Her death was announced by the British Academy of Film and Television Arts.

Coates spent more than 60 years in one of the film industry’s most important but least understood jobs, working alongside such directors as Sidney Lumet, Milos Forman, David Lynch and Steven Soderbergh. Her final credit was on the sexually charged 2015 film “Fifty Shades of Grey.”

“There are lots of really good editors,” Sir Carol Reed, the director of “The Third Man” and other films, said of Coates, “but I have never had one with so much heart.”

A film editor takes raw footage and pieces it together, matching it with sound and music, to create the pace, sequencing and flow of a movie. Oscar-winning film editor Walter Murch once described the job to NPR as “a cross between a short-order cook and a brain surgeon.”

Coates worked as a nurse before her uncle, British studio chief J. Arthur Rank, helped find her a filmmaking job in the 1940s — working behind the scenes on religious films.

▶ [Records shown]
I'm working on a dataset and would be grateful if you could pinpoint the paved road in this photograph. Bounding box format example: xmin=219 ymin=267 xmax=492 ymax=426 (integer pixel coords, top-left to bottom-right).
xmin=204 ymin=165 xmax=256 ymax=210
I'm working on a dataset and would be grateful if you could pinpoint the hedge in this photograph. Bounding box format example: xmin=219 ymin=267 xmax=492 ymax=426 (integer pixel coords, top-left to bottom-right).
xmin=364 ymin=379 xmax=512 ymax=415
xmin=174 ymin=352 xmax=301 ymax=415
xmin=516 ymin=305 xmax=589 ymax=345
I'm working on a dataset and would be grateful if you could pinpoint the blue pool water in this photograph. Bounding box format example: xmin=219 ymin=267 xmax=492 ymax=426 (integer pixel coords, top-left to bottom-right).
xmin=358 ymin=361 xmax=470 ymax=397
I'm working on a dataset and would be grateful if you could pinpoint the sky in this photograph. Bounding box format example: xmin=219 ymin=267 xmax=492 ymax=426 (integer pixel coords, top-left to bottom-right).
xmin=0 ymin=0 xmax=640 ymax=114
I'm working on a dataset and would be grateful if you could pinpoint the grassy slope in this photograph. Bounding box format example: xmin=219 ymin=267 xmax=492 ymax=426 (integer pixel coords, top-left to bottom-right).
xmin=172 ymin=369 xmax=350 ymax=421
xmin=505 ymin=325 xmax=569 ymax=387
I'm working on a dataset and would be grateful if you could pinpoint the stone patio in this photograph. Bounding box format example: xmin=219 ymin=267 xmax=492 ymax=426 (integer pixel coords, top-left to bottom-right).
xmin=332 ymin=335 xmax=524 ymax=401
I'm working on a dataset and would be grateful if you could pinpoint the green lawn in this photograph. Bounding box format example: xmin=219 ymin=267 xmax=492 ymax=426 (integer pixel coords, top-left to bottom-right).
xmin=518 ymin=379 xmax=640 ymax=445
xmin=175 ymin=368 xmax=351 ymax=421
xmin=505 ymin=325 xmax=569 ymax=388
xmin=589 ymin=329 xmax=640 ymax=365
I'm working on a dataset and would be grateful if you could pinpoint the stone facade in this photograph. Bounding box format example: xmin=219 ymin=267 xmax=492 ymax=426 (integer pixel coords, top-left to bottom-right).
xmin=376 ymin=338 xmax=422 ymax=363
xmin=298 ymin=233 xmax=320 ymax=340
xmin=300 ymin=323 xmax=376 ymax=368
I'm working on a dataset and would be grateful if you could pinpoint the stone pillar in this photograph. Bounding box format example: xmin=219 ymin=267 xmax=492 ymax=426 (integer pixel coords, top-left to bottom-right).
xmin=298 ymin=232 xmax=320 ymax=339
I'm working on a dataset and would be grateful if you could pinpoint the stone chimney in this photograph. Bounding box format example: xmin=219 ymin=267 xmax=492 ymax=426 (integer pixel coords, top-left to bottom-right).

▶ [Task instructions]
A – In the passage about the film editor Coates, what job did Coates hold before she began working in filmmaking?
B – Carry on the passage about the film editor Coates, starting after its final sentence and keeping the same tone.

▶ [Responses by item number]
A – She worked as a nurse.

B –
At the time, film editing was considered an unglamorou­s technical job that was often filled by women.

“When I tried to get into the industry, there were only certain jobs open to women,” Coates told the Hollywood Reporter in 2016. “Things like hairdressi­ng didn’t really interest me. I might have been interested in photograph­y, but women couldn’t do that in those days. I found the most interestin­g job a woman could do, other than acting, was editing.”

Her first credit as a film editor came in 1952 with “The Pickwick Papers,” a retelling of the Charles Dickens novel. Her best-known work was for “Lawrence of Arabia.”